**Exercise brief**: Reproduce word for word the stretch of the items below from the line containing "brick column, written" through the line containing "x=443 y=391", including both of those lines.
[START Records provided]
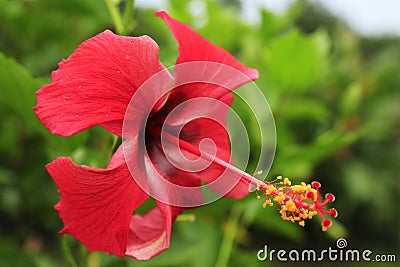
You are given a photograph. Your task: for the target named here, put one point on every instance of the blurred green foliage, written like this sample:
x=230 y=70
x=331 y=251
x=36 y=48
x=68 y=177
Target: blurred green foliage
x=335 y=99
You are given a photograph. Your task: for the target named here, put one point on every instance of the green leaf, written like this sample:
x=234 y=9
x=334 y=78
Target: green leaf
x=18 y=90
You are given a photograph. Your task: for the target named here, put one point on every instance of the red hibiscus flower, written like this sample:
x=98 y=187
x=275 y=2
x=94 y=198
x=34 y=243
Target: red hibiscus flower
x=174 y=140
x=94 y=86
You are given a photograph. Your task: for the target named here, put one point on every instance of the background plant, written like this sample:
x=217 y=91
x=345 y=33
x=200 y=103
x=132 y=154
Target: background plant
x=335 y=97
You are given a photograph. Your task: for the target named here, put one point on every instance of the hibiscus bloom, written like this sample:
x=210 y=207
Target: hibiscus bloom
x=118 y=82
x=94 y=86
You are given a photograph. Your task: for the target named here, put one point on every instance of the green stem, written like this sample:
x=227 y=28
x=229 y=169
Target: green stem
x=230 y=232
x=116 y=16
x=127 y=16
x=67 y=252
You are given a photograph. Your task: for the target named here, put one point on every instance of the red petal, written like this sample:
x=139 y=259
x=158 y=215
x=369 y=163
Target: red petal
x=95 y=84
x=96 y=205
x=150 y=234
x=203 y=129
x=193 y=47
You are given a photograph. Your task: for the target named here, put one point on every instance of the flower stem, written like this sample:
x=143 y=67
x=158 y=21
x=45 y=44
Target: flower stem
x=230 y=233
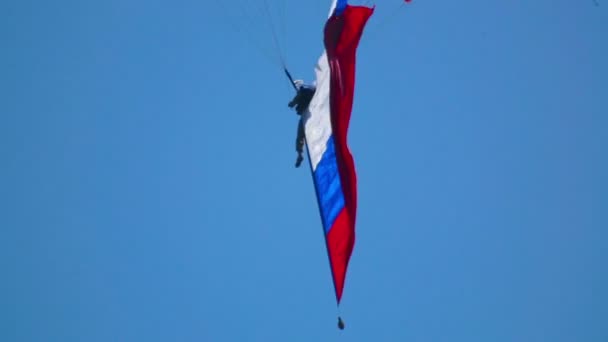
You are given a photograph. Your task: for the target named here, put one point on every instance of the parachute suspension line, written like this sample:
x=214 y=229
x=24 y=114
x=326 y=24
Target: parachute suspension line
x=243 y=16
x=274 y=34
x=293 y=84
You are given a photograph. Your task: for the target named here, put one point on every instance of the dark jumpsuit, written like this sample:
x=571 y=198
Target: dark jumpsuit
x=301 y=102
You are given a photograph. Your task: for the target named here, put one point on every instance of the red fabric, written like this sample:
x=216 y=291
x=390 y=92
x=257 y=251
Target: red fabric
x=342 y=35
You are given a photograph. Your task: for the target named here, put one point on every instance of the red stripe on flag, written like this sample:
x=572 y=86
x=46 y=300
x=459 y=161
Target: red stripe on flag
x=342 y=35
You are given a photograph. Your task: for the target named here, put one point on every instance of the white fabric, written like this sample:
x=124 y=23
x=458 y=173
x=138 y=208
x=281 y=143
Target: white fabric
x=317 y=124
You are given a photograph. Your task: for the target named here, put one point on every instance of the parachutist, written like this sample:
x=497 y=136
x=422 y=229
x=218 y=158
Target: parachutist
x=340 y=323
x=300 y=102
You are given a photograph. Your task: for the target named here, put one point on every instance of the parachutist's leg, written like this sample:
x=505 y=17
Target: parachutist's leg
x=300 y=143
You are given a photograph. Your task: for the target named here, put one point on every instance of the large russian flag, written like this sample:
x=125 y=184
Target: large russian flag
x=326 y=128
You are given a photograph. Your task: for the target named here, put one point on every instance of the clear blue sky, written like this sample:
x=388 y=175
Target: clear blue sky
x=147 y=187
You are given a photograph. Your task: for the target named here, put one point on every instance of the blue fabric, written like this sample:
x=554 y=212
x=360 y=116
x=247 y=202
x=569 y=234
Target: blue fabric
x=329 y=188
x=340 y=6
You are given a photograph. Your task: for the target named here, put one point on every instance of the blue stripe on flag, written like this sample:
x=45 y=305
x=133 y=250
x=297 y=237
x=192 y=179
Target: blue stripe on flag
x=329 y=188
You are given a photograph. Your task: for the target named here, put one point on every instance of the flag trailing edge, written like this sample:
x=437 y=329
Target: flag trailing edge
x=326 y=129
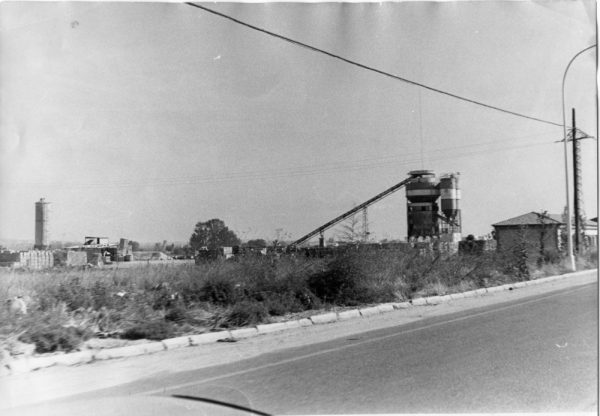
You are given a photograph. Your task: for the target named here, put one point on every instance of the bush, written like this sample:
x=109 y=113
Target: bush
x=154 y=330
x=354 y=278
x=55 y=337
x=219 y=289
x=246 y=313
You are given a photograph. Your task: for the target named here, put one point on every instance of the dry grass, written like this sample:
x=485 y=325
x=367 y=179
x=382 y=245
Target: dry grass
x=68 y=306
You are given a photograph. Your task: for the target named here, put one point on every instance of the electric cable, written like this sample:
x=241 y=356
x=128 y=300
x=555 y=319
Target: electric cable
x=370 y=68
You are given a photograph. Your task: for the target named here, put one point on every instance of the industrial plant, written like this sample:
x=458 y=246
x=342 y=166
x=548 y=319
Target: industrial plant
x=425 y=221
x=433 y=222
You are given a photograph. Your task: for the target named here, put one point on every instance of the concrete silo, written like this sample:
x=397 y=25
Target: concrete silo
x=450 y=226
x=422 y=209
x=41 y=225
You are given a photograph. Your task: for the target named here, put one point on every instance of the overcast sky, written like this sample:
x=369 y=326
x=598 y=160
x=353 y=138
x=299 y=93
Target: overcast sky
x=138 y=120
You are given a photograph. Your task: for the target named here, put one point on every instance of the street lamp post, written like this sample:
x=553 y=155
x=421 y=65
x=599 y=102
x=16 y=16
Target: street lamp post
x=569 y=225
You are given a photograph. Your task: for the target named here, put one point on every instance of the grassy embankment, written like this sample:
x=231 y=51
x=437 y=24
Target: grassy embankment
x=69 y=306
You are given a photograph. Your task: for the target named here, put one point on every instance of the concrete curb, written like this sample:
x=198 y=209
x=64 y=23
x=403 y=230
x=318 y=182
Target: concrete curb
x=351 y=314
x=23 y=365
x=209 y=337
x=324 y=318
x=374 y=310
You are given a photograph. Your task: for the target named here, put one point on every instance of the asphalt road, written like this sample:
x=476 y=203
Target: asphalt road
x=536 y=354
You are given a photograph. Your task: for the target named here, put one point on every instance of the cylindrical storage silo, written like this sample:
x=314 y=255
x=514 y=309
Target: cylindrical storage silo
x=449 y=195
x=41 y=225
x=422 y=209
x=422 y=187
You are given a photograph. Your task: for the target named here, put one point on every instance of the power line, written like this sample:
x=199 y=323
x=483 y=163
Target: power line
x=263 y=175
x=369 y=68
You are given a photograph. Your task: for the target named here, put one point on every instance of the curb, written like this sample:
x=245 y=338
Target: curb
x=24 y=365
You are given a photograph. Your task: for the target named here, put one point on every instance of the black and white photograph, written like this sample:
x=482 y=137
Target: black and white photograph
x=298 y=208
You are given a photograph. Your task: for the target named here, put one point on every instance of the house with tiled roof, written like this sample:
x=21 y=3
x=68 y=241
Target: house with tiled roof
x=538 y=232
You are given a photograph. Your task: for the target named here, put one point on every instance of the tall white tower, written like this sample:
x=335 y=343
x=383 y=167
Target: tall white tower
x=41 y=225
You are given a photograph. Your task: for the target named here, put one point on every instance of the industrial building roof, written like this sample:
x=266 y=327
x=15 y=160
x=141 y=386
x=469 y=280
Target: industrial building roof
x=531 y=218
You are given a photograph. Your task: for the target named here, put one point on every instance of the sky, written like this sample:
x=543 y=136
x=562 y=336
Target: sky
x=139 y=120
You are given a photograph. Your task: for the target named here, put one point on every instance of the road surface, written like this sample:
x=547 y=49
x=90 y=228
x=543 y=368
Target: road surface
x=534 y=354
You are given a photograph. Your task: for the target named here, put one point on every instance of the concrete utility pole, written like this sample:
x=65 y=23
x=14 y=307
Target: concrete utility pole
x=570 y=256
x=576 y=183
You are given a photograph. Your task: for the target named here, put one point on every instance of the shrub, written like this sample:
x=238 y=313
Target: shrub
x=352 y=279
x=219 y=289
x=154 y=330
x=50 y=338
x=246 y=313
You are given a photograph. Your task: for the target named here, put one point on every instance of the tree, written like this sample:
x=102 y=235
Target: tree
x=213 y=234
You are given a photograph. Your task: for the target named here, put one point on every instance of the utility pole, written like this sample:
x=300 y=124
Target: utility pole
x=365 y=226
x=577 y=193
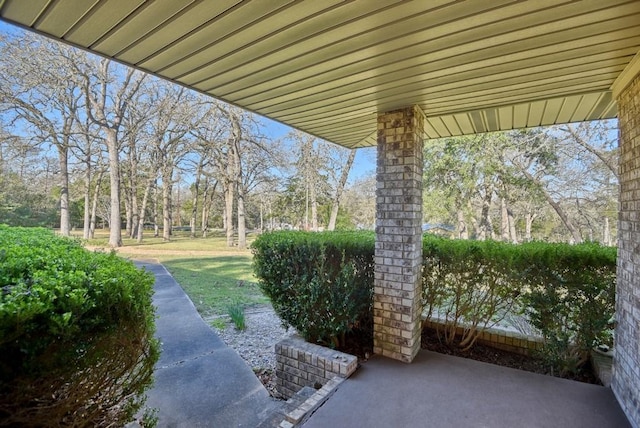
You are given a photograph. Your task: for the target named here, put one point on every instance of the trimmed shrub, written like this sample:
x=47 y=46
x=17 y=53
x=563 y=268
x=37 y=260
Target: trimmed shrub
x=76 y=333
x=319 y=283
x=570 y=299
x=468 y=284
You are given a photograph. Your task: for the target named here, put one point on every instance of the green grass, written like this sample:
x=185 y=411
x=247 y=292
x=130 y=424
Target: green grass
x=217 y=282
x=214 y=282
x=180 y=241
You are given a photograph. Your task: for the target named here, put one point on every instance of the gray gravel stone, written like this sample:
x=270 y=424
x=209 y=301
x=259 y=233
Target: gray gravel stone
x=255 y=344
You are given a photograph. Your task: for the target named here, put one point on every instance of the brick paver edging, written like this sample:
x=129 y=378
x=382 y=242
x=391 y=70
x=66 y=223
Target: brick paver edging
x=300 y=364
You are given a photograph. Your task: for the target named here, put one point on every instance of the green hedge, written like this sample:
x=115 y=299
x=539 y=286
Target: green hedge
x=570 y=297
x=319 y=283
x=565 y=291
x=76 y=333
x=470 y=285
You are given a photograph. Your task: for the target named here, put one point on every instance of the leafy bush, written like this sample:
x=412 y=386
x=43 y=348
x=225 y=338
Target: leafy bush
x=567 y=292
x=319 y=283
x=570 y=298
x=76 y=333
x=236 y=313
x=469 y=284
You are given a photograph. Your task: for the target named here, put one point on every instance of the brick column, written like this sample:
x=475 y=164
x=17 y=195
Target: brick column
x=398 y=254
x=626 y=362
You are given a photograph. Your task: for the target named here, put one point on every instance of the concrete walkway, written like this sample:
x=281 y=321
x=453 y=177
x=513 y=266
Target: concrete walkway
x=199 y=381
x=443 y=391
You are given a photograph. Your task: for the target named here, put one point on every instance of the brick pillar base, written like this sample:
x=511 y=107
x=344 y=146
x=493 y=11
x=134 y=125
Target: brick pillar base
x=398 y=253
x=626 y=363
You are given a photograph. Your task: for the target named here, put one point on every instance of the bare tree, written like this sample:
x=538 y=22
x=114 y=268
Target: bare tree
x=109 y=91
x=335 y=203
x=37 y=91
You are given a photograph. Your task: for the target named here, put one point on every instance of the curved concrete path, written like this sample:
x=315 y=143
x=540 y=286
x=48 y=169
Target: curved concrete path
x=199 y=381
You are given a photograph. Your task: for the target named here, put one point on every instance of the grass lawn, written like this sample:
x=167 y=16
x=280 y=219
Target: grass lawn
x=214 y=283
x=213 y=275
[END Records provided]
**Answer to this task**:
You are given a photograph. Your task: for the target named here, put one point on every instance of the brick column, written like this sample:
x=475 y=164
x=17 y=195
Target: brick column
x=398 y=254
x=626 y=362
You are given a photograph. Your task: for the target named here, put one point on every instance of the concrete walkway, written like this sample:
x=281 y=321
x=453 y=177
x=513 y=266
Target: concrete walkway
x=199 y=381
x=443 y=391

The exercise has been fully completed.